**DESCRIPTION OF THE TASK**
Can you gather every line in the items below that contains the word "water", with uppercase and lowercase treated as different?

**SOURCE DATA**

-- start --

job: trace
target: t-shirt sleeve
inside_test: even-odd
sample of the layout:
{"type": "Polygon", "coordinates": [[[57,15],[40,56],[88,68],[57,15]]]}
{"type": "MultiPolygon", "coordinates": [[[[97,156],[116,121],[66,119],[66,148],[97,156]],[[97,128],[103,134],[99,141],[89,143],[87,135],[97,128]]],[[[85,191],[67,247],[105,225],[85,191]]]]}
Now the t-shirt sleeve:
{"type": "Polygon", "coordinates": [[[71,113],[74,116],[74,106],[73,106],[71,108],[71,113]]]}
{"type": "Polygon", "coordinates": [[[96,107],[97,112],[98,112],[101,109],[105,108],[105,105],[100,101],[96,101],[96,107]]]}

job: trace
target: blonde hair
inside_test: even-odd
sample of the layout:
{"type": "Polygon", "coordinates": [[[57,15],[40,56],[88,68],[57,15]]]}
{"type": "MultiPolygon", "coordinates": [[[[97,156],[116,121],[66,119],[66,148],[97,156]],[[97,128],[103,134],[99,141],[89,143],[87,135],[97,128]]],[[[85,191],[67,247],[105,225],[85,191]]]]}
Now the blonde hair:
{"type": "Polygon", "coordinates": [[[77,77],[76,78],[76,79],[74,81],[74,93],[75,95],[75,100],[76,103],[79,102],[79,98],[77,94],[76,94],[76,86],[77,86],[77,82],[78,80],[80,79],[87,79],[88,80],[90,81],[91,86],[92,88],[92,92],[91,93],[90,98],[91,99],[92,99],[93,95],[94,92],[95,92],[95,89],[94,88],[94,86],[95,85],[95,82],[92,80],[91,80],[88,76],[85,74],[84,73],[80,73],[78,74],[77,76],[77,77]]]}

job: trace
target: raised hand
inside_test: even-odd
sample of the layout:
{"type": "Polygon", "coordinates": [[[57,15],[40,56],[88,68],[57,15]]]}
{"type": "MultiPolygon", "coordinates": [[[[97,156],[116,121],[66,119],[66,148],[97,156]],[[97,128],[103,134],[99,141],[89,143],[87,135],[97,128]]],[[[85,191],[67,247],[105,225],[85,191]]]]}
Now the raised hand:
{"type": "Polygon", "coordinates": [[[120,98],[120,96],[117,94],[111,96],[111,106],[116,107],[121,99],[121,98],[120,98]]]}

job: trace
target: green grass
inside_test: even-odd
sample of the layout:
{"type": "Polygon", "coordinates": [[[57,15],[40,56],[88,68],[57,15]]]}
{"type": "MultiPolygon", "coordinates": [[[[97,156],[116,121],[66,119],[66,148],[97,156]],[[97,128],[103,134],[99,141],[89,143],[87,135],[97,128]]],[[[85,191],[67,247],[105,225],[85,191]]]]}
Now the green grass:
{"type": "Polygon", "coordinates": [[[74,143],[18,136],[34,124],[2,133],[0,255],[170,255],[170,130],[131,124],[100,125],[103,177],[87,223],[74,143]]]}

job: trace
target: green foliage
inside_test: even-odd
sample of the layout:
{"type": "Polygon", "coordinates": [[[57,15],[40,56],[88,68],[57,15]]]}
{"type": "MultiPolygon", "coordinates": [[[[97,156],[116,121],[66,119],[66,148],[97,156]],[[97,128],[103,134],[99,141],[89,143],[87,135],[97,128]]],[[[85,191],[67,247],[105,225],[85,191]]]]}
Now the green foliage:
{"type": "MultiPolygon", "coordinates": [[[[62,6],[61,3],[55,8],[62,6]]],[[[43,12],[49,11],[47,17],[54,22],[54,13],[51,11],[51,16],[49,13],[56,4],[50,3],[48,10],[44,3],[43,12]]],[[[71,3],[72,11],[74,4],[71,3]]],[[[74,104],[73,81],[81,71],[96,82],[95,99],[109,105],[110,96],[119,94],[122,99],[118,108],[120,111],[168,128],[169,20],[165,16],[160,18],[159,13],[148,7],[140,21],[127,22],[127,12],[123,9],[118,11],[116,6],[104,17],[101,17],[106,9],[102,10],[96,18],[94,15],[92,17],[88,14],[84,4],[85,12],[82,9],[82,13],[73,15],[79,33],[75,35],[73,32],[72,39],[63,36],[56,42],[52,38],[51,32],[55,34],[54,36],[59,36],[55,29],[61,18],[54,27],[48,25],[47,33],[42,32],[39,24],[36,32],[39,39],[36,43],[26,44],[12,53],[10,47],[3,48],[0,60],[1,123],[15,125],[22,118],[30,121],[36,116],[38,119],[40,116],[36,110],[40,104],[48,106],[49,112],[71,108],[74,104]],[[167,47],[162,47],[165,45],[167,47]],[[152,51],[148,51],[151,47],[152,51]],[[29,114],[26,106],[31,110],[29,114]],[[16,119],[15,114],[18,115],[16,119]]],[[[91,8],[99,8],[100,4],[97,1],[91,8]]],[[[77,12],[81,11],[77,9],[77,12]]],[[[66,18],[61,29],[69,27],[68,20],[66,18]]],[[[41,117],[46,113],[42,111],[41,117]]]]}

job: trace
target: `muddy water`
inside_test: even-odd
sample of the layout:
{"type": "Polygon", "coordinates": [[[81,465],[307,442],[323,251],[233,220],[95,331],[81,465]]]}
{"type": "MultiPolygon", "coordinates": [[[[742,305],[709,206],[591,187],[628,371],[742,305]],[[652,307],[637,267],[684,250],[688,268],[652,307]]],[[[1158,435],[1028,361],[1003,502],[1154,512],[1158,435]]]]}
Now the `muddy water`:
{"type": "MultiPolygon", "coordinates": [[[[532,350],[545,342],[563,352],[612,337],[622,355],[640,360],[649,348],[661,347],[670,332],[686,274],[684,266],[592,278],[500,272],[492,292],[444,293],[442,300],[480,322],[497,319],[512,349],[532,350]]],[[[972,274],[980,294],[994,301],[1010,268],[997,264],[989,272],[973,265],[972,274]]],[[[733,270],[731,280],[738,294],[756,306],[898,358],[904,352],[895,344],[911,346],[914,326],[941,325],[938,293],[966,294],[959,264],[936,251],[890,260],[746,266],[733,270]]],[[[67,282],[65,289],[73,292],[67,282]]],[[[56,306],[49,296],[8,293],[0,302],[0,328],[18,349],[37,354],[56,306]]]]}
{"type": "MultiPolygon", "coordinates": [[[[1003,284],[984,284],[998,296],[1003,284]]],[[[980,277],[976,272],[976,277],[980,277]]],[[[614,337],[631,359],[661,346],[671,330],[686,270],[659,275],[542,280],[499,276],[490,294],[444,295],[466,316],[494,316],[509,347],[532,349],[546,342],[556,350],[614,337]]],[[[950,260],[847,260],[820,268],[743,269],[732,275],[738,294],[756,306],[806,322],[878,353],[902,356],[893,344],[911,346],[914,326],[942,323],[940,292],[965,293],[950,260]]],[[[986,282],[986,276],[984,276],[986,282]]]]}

-- end --

**PROBLEM SOLUTION**
target: `muddy water`
Now the `muddy water`:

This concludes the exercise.